• Consigne: D'après l'extrait à lire, quels professionnels sont devenus des vérificateurs d'identité et de données sanitaires ?

• Extrait à lire:
Ce qui doit nous inquiéter tout autant que la maladie, c'est l'accoutumance, l'accoutumance à l'urgence, l'accoutumance à l'extrême précipitation pour voter des textes, l'accoutumance à autant de privations de liberté, l'accoutumance à une parole publique qui ne vaut plus rien, qui, un jour, jure que le port du masque est inutile et qui ensuite l'impose, qui, un jour, jure qu'il n'y aura pas d'isolement contraint des patients et qui ensuite le demande, qui, un jour, jure qu'il n'y aura pas de passe sanitaire et qui aujourd'hui l'inscrit dans la loi.
Oui, ce qui doit nous inquiéter autant que la maladie, c'est l'accoutumance, l'accoutumance à la faillite de certains principes auxquels il y a quelques mois encore nous étions les uns et les autres résolument attachés, l'accoutumance à une société de contrôles permanents, notamment des contrôles effectués par des professionnels de la restauration, dont, il y a encore quelques mois, nous n'aurions jamais imaginé qu'ils puissent devenir des vérificateurs d'identité et de données sanitaires.
Ce qui doit nous inquiéter, c'est l'accoutumance à une forme de déresponsabilisation de nos concitoyens : tout dans ce texte pousse à les déresponsabiliser ; en réalité, vous ne croyez pas, madame la ministre déléguée, monsieur le ministre, qu'ils puissent faire preuve de responsabilité. Ce qui doit nous inquiéter, c'est encore la fracturation de la société.
Comme le président l'a dit tout à l'heure, la loi dont nous discutons n'est pas une loi banale : elle transformera durablement notre société, au-delà de la situation sanitaire. La solution de facilité, c'est le passe sanitaire ; le courage eût consisté à chercher à installer un climat de confiance dans notre pays, ce que vous avez été incapables de faire, par faiblesse. Je ne peux imaginer que ce texte dessine les contours de la société des années à venir. C'est la raison pour laquelle, par principe, je m'y opposerai de toutes mes forces.

• Lignes fournies:
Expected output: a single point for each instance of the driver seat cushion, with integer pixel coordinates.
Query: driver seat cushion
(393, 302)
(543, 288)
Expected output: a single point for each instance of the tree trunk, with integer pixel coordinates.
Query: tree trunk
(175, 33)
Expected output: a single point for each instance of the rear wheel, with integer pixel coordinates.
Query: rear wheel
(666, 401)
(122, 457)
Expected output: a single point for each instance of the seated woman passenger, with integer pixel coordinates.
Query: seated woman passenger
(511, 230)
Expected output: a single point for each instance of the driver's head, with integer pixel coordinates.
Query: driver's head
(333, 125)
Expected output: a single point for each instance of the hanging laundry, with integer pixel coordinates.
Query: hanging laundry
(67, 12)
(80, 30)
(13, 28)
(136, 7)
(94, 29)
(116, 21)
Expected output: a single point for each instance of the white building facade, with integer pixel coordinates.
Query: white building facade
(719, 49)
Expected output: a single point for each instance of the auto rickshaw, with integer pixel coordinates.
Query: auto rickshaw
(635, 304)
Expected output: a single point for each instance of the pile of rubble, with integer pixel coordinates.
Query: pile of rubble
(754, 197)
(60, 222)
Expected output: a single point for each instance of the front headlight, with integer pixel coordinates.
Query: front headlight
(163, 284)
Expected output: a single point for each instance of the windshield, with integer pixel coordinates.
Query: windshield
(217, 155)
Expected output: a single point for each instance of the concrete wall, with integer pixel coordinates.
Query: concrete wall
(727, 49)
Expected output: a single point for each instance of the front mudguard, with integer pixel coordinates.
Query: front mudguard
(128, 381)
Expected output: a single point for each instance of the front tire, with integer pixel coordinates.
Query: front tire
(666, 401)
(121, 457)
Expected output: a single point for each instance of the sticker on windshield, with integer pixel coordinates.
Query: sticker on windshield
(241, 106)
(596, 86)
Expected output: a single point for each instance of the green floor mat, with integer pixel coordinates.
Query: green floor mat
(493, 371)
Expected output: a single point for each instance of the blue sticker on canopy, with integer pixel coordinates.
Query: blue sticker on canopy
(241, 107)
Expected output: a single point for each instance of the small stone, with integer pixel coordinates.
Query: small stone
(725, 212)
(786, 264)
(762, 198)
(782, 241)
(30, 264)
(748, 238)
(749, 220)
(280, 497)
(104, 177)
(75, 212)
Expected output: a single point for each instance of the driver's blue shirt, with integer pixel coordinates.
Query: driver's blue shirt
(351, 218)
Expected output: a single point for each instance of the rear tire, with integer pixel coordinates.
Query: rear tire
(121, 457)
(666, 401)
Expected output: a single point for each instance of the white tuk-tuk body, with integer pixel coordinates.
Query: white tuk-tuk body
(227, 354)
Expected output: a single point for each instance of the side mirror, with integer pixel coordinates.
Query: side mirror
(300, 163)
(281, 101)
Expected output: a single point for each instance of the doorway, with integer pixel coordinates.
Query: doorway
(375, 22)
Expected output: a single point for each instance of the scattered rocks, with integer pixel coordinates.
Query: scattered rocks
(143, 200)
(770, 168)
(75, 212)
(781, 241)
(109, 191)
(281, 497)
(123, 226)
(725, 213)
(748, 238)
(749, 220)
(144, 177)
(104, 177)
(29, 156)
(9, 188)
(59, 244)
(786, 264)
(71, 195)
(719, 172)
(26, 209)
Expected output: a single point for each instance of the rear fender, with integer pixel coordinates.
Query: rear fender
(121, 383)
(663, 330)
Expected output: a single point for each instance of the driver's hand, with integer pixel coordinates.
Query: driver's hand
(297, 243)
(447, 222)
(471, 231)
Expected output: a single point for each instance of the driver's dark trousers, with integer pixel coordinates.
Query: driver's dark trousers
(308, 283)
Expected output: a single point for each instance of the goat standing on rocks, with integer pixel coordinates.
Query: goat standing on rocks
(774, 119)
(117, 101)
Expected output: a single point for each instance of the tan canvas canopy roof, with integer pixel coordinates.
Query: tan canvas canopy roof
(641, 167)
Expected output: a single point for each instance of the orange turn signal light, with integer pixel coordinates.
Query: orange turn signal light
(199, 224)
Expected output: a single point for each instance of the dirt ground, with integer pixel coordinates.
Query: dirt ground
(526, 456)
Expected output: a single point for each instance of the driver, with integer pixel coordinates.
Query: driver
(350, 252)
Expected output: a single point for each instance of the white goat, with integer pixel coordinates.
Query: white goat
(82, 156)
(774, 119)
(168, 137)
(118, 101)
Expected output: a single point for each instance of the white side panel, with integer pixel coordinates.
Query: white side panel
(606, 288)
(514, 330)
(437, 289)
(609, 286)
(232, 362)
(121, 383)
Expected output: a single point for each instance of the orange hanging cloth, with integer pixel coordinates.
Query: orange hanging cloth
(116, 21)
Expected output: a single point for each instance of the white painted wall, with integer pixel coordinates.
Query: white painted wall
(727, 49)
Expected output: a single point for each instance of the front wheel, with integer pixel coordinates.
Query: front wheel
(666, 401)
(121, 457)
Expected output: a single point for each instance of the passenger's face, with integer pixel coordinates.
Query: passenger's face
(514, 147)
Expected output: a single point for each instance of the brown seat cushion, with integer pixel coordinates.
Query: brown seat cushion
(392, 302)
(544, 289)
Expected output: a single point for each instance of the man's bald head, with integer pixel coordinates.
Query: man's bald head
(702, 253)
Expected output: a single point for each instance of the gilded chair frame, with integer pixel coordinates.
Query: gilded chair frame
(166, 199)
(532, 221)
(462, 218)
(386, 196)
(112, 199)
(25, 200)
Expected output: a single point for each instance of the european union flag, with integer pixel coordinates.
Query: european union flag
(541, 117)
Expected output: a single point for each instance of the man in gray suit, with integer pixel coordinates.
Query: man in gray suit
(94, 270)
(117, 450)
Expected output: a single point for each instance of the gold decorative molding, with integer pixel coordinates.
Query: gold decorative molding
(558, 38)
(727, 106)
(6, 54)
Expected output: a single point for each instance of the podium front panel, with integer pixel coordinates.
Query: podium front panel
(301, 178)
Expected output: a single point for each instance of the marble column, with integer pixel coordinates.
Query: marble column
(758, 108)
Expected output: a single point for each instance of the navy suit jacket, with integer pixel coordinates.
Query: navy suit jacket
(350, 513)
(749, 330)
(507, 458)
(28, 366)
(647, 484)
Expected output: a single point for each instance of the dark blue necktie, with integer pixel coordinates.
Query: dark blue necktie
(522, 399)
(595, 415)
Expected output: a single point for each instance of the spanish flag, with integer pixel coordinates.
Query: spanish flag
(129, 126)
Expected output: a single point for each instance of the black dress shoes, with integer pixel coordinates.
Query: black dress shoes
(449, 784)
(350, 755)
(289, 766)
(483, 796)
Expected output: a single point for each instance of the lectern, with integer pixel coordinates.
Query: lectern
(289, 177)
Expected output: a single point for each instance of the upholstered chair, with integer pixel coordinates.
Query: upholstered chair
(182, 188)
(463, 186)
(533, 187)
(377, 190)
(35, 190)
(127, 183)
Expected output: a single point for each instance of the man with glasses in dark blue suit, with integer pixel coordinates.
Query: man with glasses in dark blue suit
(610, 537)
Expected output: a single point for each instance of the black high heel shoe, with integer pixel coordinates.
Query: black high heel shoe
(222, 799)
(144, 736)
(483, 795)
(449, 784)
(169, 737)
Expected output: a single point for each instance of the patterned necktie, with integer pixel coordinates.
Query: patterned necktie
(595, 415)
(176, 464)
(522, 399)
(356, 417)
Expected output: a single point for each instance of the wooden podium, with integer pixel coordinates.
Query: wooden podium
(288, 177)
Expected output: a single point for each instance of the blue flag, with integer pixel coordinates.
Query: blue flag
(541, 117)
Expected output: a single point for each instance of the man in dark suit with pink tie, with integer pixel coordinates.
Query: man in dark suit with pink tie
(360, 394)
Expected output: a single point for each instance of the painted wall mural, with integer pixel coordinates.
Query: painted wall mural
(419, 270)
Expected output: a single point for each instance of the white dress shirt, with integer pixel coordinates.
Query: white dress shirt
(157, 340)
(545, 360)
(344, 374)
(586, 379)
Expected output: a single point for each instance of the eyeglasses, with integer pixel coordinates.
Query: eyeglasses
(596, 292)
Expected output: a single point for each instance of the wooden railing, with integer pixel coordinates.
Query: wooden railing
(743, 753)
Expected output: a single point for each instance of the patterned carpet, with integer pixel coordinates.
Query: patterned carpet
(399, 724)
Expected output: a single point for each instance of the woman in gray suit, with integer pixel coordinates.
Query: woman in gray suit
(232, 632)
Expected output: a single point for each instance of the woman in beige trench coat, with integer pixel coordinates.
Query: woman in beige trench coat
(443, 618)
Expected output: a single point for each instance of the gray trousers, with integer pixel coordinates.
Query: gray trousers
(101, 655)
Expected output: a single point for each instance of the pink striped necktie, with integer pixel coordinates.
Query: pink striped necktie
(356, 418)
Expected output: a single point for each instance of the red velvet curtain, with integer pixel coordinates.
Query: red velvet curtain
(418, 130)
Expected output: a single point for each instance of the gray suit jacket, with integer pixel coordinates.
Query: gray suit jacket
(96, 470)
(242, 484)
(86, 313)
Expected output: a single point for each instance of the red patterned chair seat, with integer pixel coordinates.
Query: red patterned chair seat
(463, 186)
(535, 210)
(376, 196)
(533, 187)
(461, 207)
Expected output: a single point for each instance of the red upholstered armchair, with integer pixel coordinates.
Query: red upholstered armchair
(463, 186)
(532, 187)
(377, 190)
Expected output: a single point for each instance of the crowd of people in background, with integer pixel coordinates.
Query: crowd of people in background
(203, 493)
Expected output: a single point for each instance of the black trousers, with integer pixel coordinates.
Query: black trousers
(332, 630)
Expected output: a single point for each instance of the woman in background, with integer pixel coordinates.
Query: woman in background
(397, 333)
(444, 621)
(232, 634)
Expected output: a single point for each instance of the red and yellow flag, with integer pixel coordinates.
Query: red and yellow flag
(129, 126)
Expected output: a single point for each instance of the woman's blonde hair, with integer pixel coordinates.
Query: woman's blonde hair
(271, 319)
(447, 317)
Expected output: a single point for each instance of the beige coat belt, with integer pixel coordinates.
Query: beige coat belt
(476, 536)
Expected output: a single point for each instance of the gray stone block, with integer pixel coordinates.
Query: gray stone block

• Espace de réponse: Des professionnels de la restauration.